- **ACTIVITY**
Set out exactly every line of the entries below, starting at the line that holds "washing machine, given" and stopping after the line that holds "the white laundry".

[Region pointing data]
####
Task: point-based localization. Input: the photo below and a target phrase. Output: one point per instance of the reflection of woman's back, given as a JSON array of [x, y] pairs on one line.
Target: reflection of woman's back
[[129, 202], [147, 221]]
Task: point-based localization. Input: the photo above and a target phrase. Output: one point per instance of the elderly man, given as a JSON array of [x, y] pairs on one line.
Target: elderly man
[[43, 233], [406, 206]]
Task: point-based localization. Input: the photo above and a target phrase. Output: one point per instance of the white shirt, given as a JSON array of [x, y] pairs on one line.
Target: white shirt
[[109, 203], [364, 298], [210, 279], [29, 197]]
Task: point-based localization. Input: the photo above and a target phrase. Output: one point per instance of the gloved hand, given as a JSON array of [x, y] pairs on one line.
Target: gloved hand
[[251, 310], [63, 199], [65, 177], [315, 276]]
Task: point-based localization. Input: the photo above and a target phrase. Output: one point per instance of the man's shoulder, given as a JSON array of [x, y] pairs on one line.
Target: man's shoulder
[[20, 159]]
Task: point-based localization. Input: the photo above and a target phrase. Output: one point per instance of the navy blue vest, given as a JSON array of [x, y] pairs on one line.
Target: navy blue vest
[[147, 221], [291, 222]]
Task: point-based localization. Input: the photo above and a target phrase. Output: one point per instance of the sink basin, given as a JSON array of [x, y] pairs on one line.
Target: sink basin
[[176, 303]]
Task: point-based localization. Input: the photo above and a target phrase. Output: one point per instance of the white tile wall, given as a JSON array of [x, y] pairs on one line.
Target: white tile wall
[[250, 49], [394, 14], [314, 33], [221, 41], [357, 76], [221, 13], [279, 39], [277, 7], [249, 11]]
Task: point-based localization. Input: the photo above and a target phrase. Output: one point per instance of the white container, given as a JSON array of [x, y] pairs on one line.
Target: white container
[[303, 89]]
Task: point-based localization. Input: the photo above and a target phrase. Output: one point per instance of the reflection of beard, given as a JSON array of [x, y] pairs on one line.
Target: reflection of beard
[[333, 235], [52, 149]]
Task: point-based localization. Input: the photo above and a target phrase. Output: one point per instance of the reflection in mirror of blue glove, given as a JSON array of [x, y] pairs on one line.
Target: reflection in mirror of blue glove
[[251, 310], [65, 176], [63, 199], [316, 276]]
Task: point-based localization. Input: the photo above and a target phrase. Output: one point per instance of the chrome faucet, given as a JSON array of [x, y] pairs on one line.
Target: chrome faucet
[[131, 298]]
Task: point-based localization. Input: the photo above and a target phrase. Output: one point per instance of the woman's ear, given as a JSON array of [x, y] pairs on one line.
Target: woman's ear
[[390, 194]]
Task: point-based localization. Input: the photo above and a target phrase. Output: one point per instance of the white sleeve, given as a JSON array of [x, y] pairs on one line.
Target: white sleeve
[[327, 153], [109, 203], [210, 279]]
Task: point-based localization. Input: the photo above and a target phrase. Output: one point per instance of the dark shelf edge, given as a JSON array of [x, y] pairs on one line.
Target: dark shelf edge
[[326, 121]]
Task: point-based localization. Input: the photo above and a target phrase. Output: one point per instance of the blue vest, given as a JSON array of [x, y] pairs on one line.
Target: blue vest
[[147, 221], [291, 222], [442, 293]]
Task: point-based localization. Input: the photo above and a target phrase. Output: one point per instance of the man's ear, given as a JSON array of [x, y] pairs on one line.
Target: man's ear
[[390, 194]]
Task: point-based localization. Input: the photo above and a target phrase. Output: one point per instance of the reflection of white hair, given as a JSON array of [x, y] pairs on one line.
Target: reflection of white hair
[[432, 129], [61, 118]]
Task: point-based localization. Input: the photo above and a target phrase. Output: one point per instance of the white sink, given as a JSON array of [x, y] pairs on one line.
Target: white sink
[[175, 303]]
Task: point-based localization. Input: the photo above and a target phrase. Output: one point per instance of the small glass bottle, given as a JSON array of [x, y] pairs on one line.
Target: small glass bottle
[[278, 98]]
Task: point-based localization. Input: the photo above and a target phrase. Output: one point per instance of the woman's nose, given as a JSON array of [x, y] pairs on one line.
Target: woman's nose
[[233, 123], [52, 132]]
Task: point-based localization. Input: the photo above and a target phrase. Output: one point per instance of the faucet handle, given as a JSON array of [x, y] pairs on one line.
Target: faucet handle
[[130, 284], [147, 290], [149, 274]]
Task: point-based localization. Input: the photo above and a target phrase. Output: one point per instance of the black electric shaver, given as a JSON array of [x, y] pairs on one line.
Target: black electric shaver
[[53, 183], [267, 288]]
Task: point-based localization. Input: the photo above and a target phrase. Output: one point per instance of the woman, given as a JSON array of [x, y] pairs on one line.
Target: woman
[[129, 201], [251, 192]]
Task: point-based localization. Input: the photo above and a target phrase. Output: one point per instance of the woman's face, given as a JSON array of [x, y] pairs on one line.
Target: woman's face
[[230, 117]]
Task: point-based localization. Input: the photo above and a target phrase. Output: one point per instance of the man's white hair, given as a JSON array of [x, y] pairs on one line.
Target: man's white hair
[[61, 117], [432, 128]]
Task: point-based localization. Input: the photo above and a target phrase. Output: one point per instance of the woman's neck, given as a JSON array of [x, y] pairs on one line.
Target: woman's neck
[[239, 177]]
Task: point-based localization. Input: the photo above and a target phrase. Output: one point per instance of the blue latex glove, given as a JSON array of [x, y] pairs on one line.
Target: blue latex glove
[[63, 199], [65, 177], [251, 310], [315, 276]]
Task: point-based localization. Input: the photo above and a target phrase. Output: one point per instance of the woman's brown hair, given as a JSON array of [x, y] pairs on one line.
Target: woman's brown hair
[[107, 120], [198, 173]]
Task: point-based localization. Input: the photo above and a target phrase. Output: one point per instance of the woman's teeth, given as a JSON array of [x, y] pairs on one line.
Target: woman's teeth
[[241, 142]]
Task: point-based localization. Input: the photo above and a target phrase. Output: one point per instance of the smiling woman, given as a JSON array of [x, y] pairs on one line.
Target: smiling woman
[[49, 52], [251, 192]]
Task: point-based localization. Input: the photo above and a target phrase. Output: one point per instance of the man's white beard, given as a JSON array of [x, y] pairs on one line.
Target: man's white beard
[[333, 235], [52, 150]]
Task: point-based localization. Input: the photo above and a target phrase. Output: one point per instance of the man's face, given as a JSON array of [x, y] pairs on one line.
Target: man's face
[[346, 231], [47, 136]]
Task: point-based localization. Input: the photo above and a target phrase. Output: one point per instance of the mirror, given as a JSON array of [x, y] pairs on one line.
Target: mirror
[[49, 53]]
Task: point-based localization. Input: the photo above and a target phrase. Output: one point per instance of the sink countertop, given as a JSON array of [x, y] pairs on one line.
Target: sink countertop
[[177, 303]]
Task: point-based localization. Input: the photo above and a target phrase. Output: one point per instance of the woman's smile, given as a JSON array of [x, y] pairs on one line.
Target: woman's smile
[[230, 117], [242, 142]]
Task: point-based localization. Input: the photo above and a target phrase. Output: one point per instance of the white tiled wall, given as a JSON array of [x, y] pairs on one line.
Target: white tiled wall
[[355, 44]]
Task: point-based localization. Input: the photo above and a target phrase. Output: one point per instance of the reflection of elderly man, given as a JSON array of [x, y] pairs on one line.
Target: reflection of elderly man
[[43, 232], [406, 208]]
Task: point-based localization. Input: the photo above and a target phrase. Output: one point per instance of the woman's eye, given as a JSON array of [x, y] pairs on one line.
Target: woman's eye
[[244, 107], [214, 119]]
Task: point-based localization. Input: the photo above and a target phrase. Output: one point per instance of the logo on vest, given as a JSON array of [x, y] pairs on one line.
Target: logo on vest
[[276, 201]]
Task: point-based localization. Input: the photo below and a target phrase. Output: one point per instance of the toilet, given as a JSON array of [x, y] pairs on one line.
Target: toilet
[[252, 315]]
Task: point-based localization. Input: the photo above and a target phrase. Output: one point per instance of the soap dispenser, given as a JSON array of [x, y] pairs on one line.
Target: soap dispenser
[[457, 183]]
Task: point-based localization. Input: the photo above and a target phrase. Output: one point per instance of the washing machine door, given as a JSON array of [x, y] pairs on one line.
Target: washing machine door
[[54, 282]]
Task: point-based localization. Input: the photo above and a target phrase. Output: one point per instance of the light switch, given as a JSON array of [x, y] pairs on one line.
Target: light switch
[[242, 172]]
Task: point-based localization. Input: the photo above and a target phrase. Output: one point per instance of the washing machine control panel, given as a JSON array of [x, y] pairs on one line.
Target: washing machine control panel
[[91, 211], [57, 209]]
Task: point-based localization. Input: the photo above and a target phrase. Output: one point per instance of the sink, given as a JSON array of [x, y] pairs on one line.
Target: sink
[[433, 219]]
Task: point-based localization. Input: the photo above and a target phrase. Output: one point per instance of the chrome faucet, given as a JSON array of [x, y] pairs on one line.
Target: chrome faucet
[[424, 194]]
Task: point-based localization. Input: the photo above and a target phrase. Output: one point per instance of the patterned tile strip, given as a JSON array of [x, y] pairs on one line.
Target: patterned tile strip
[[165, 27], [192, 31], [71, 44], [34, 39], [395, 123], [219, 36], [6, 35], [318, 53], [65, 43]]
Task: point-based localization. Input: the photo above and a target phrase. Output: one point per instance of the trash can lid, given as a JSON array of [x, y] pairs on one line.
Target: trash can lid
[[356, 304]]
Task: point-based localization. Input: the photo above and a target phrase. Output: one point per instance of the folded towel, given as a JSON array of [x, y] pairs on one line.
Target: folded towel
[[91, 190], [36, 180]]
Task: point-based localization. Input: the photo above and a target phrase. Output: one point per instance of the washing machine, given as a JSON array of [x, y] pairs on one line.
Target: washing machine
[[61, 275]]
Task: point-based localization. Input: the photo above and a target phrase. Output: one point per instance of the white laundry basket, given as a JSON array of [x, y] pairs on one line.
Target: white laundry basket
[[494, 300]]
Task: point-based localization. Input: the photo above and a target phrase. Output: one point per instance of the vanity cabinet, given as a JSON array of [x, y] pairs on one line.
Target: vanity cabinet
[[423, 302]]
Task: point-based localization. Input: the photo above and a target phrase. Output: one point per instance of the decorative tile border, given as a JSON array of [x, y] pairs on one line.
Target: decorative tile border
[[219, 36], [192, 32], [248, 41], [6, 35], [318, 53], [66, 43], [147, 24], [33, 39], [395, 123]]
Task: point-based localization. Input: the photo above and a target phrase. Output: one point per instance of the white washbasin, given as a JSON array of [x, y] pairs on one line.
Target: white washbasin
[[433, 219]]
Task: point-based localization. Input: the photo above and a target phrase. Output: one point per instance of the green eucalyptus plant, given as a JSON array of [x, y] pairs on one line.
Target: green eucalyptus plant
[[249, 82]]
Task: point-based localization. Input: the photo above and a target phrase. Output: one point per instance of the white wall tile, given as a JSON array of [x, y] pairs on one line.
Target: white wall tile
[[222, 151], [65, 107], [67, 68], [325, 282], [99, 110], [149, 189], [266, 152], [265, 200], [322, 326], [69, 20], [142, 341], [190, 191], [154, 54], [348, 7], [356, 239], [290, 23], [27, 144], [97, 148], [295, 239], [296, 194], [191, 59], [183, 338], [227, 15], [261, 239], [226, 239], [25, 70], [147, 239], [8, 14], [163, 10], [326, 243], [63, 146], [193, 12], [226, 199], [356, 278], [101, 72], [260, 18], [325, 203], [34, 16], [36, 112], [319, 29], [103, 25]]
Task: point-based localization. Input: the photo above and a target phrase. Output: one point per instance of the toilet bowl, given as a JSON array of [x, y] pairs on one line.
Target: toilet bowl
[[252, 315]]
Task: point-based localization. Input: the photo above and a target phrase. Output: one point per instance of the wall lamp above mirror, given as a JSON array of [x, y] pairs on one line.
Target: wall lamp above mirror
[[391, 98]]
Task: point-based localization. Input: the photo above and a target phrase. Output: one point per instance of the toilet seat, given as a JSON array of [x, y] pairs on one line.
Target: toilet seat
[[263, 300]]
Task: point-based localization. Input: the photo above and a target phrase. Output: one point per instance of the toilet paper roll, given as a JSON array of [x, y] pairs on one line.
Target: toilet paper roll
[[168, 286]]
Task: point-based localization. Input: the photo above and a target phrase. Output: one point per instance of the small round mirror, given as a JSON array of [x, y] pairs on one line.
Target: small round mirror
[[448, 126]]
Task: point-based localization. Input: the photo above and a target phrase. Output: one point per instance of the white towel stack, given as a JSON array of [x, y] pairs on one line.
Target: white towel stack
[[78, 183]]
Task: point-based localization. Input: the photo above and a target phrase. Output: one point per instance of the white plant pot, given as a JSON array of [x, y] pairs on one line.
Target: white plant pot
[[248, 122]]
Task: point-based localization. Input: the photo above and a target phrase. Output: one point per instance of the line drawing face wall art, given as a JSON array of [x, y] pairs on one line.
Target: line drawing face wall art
####
- **ANSWER BELOW**
Task: point-based localization. Input: the photo above and a target phrase. Output: one point per instance of the washing machine, given as a JSON array of [x, y] pairs on one line.
Target: washing machine
[[61, 275]]
Task: point-based localization. Input: the photo above and a target phrase. Output: one point per instance of the white laundry basket, given as a JSON array of [x, y] pairs on one line.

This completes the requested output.